◆ Extracted entries:

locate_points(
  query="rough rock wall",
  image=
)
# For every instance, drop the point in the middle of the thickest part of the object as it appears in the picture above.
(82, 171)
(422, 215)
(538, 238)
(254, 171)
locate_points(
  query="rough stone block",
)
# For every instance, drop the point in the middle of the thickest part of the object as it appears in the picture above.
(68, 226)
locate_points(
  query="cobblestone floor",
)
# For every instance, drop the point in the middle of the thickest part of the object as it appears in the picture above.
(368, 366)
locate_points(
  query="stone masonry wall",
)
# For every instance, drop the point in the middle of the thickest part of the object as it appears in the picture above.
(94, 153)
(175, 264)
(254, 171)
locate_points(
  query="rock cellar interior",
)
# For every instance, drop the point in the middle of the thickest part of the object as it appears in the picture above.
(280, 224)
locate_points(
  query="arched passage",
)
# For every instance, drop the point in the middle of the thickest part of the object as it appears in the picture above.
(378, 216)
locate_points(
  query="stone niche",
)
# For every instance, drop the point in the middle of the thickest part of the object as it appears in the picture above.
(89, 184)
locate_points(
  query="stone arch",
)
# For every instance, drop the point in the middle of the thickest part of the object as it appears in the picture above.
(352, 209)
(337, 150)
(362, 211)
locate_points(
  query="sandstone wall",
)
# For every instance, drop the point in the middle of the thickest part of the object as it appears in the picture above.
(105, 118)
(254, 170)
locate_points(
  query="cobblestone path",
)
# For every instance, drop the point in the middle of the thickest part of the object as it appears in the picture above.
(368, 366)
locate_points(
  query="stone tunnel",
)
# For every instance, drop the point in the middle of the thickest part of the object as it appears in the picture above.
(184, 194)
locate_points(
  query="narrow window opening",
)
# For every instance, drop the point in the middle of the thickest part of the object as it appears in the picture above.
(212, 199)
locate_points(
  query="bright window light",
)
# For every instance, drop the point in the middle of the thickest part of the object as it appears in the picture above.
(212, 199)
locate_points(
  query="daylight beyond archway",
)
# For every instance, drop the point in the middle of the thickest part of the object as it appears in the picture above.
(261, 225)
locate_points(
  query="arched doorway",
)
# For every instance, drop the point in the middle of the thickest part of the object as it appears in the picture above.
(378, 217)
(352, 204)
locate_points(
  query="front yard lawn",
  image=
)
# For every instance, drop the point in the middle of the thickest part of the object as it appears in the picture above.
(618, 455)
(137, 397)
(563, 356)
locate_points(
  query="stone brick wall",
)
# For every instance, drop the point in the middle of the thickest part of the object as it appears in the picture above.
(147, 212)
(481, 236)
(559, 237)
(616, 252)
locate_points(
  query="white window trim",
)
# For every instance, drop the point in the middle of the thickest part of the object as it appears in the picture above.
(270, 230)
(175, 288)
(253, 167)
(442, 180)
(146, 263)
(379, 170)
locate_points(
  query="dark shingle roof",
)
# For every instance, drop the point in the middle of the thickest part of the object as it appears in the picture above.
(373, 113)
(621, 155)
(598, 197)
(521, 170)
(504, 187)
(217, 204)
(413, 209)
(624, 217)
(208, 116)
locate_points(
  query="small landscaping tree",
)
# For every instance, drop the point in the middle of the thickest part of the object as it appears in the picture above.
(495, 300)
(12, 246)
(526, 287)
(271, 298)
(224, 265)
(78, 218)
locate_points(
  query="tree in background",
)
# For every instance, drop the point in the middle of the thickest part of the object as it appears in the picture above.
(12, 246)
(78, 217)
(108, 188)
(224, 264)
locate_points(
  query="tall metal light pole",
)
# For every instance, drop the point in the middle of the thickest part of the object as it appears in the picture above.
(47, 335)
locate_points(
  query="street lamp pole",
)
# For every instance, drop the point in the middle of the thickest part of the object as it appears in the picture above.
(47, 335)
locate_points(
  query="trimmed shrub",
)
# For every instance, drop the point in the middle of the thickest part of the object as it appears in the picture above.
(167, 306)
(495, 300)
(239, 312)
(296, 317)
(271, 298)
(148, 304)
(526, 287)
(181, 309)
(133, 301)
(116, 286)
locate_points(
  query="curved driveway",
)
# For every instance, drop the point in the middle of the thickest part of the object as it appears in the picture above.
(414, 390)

◆ Given problem: Repeat the entries shown above, every one, word for word.

◆ Exercise response:
locate_points(
  query="rough rock wall",
  image=
)
# For every instance, drop the point in the middle of the thickest part of the object as it appears in the picture above.
(82, 171)
(422, 215)
(538, 238)
(254, 171)
locate_points(
  query="rough stone block",
)
# For every instance, drop the point in the middle of the thickest part of the object as it appears in the picture above.
(68, 226)
locate_points(
  query="cobblestone floor",
)
# For every instance, drop the point in the middle of the thickest part of the object as it appears in the picture above.
(368, 366)
locate_points(
  query="stone masonry wall",
)
# For every instance, drop the point in the middle of the thickest part of the object as it appears in the picture above.
(94, 153)
(175, 264)
(254, 171)
locate_points(
  query="rock cellar interior",
)
# For every instance, drop the point in the middle of the thickest part of the object as it appears in the picture above.
(280, 224)
locate_points(
  query="arched passage",
)
# For every instance, drop the point in the middle of the thickest part of the object as it appears in the picture above.
(378, 216)
locate_points(
  query="stone niche",
)
# For every instance, drop the point in the middle of the thickest part of the object as it appears in the picture above.
(89, 184)
locate_points(
  query="stone arch",
)
# For every instance, drop the point in the middle of the thickest part of the object as it appears in the picture above.
(352, 209)
(337, 150)
(362, 211)
locate_points(
  query="sandstone wall",
)
# For every instance, drop the point in the middle of the thickest part of the object as it appears in the picture above.
(105, 118)
(254, 170)
locate_points(
  query="cobblestone path",
)
# For every instance, drop the point in the middle of the thickest part of the object as it appears in the picture above.
(368, 366)
locate_points(
  query="stone tunnel",
)
# For every instance, drop the point in the middle of the thickest part of the object as it appears in the picture above.
(184, 194)
locate_points(
  query="narrow window opening",
)
# For every instance, drop the point in the middle of the thickest part of the object as it appears in the picture above.
(212, 199)
locate_points(
  query="bright window light",
)
# For every instance, drop the point in the middle of the thickest part of the object as it appears in the picture above.
(212, 199)
locate_points(
  query="daylight beyond archway",
)
# For every instance, drop the point in the middle of the thickest part of the object as it appears in the picture above.
(261, 225)
locate_points(
  query="arched doorway",
)
# For every instance, drop the point in the middle of the thickest part of the object as it appears in the picture above.
(378, 217)
(352, 204)
locate_points(
  query="front yard lawn",
  image=
)
# For every instance, drop the point in the middle of the thickest part of the object as it appears in the picture above.
(618, 455)
(137, 397)
(563, 356)
locate_points(
  query="stone brick wall",
)
# For every instance, drop the point in the middle of the thickest part of the object as it appears in the picture above.
(147, 212)
(481, 236)
(559, 237)
(616, 252)
locate_points(
  query="white window trim",
)
# For every instance, drop the point in the middle of the thickest part of the object as it appears in the picture above.
(270, 230)
(175, 288)
(253, 167)
(442, 180)
(146, 263)
(379, 170)
locate_points(
  query="dark shingle roof",
)
# For every instance, drop the point in the middle of the thickest part of the object as it appears in the picture above.
(373, 113)
(621, 155)
(598, 197)
(521, 170)
(504, 187)
(217, 204)
(413, 209)
(624, 217)
(208, 116)
locate_points(
  query="small landscaping tree",
)
# For every instance, drop the point in the middle of the thickest part of the object as it appears in the picture above.
(495, 300)
(12, 246)
(526, 287)
(271, 298)
(224, 265)
(78, 218)
locate_points(
  query="tree in background",
)
# For every instance, drop the point in the middle of the thickest part of the object as it appears in the picture above.
(12, 246)
(78, 217)
(108, 188)
(224, 264)
locate_points(
  query="tall metal light pole",
)
# For every instance, drop the point in the middle of the thickest part of the object as it appears in the picture above.
(47, 335)
locate_points(
  query="street lamp pole",
)
# For every instance, drop the point in the middle of the thickest part of the object as it appears in the picture above.
(47, 335)
locate_points(
  query="trimmed shrub",
)
# For every instance, drop the point in the middle of the thickest part of the object as it appears in the picture above.
(167, 306)
(495, 300)
(239, 312)
(296, 317)
(271, 298)
(148, 304)
(526, 287)
(181, 309)
(133, 301)
(116, 286)
locate_points(
  query="curved driveway",
)
# For every instance, drop the point in the middle of the thickest part of the object as it appears in the picture above.
(414, 390)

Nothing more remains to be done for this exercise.